Given exercise: Continue the blog post about a mother's experience with her son's Facebook profile, starting after its last sentence.

Provided passage:
_ _ _ _ _
Welcome to the Ampersand Blog

The peeps at Kel & Partners have a lot to say. After all we are public relations and social media zealots who thrive on sharing interesting news and great stories with the public. The Ampersand Blog is really the voice of our Peeps – the kick-ass team of people that work at K&P. Whether it’s a story about the way PR works NOW, the social media universe, our families, beloved pets or quirky travel experiences, you’ll find it all right here. You may laugh, you may cry, but the best part is you’ll leave feeling “wicked smaht” as we like to say here in Boston.

  • Ginny Pitcher Facebook

    Ginny Pitcher | Friday, January 3, 2014 13 Comments

    Social Media’s Next Generation: Disappearing

    Allowing Trey, my 11-year-old son, to create a Facebook profile at the age of nine seemed like a smart, savvy move. As someone who preaches the benefits of a connected, socially enabled world, I had no fears about prematurely turning over the keys to the largest social network on the planet. I figured that I would be able to monitor what he posted, gain insight into his relationships, and truly see – through his interactions – what type of man he was becoming.

    Yeah, well, that was a short-lived experiment. The only one who posts to Trey’s Facebook page is me. Every picture, sappy testament on how proud I am as a mother (completely self serving), or forced-family-fun event where Trey is tagged, litters his Newsfeed. There are no girls popping on asking if he likes them. There’s no picture, where he tags all his bros and waxes poetic about their friendship. Good luck finding a statement about his beautiful, supporting and funny mother. It just ain’t happening.
_ _ _ _ _
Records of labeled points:
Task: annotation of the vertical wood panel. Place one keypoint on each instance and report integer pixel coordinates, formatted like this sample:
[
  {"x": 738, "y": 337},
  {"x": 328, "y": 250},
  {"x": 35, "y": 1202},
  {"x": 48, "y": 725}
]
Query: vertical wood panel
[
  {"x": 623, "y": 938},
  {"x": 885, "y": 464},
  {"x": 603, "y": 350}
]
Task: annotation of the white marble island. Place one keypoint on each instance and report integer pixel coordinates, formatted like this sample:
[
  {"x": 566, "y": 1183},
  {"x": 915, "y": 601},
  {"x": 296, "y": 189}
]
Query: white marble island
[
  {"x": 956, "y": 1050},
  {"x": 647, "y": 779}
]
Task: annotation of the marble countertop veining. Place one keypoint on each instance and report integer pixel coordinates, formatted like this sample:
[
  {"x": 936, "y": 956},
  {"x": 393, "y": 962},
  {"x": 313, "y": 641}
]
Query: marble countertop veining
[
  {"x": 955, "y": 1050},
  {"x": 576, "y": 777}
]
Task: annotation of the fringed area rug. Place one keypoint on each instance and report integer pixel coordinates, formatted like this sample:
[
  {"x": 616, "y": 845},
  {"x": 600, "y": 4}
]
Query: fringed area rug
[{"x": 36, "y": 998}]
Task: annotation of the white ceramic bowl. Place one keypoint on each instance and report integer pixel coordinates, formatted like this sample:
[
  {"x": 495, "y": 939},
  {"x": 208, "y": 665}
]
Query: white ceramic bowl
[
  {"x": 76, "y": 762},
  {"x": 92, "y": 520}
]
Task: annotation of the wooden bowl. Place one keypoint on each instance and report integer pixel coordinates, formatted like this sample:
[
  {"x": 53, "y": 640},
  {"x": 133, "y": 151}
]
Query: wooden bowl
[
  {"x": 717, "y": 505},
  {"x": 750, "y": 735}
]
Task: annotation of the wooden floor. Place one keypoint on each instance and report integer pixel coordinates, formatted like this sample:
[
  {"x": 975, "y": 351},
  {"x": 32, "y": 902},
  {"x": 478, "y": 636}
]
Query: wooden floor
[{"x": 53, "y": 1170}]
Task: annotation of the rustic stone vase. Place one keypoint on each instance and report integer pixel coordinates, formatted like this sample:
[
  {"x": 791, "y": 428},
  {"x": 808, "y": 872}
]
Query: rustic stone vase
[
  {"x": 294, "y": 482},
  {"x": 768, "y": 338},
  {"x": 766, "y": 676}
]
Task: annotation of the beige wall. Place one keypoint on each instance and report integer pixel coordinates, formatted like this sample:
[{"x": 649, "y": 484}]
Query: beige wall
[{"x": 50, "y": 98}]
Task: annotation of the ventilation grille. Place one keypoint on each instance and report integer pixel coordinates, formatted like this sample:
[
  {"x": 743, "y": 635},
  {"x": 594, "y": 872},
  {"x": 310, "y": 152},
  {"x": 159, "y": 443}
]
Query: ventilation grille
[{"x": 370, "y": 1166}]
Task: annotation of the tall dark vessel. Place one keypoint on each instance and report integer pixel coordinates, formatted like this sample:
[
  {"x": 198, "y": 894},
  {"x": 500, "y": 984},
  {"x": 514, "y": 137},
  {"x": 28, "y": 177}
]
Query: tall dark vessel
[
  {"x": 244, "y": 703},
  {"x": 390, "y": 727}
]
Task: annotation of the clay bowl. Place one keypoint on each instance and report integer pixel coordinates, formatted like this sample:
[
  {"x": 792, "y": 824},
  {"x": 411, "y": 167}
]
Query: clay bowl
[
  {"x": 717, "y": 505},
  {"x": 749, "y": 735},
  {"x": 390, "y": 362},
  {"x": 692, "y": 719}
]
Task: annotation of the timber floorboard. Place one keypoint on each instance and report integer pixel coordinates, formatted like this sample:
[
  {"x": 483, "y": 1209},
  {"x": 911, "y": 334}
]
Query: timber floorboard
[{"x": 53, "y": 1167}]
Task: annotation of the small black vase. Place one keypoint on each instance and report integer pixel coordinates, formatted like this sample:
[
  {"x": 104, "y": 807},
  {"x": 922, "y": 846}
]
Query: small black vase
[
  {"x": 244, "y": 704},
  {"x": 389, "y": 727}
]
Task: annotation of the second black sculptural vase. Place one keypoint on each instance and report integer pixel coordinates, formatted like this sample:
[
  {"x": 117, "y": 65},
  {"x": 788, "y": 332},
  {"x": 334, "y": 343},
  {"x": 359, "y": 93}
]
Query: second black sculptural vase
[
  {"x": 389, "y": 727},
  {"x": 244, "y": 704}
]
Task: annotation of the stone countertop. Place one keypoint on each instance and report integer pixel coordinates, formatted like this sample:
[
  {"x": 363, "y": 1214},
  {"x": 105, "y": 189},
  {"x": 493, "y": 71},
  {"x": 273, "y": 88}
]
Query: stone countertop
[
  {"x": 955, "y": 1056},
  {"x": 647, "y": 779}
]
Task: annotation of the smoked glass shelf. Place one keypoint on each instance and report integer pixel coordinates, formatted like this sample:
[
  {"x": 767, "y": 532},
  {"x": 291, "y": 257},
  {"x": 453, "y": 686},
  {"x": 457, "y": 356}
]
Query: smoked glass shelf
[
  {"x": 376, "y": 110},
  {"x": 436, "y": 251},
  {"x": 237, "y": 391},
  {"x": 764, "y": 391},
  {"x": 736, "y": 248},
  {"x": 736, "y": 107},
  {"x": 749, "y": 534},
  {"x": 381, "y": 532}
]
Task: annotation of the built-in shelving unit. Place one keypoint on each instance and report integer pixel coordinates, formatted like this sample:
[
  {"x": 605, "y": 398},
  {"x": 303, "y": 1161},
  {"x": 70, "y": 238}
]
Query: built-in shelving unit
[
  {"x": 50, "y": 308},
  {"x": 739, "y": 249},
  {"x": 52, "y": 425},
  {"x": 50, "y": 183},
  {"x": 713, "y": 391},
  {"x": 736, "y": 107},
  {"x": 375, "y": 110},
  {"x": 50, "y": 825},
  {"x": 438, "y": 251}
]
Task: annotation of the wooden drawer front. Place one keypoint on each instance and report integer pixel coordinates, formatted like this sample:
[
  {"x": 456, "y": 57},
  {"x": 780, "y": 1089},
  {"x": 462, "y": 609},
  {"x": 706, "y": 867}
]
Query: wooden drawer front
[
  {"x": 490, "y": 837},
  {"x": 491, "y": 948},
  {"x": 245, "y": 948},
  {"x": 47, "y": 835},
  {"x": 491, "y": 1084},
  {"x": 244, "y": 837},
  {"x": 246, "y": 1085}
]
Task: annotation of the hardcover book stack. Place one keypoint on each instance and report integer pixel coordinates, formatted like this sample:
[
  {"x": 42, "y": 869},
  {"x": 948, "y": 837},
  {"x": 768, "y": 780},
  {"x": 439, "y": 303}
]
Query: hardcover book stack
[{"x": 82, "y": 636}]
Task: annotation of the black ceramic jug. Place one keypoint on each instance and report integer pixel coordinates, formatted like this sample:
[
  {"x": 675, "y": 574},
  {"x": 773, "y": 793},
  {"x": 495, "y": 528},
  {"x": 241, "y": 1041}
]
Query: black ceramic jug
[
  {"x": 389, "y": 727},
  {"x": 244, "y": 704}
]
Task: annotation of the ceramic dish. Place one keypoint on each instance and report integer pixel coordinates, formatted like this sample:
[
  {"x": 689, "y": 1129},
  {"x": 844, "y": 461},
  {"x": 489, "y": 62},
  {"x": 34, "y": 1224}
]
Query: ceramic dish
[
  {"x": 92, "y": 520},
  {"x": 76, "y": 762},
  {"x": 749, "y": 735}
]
_ _ _ _ _
The reply:
    @TroubleBrown isn’t interested in chronicling his life through Facebook or even shooting out snippets through Twitter (oh yeah, I already pushed that on him when he was eight, http://ampersandblog.com/2011/03/28/is-tweeting-at-8-years-old-too-young-one-mothers-confession/). Trey and his comrades have chosen to become the disappearing generation – where content isn’t captured for a lifetime in a newsfeed or content stream. Trey and his friends skew toward platforms like Snapchat (snapchat.com), where content fades once viewed, and ask.fm (www.ask.fm), where users hurl anonymous questions at one another.

    Scrounging through his profiles on both platforms, here is the fun stuff I can tell you:

    • Sixth graders are obsessed with dating
    • Words like “swag,” “idk,” and “baller” are used a lot
    • Even though Trey couldn’t articulate what an adjective is, he can describe most kids with five
    • Every so often someone from another country will post a question and they are always thoughtful, like: “what historical figure do you most despise?” or “what would you grow in your imaginary garden?” (Trey’s honest answer: money trees)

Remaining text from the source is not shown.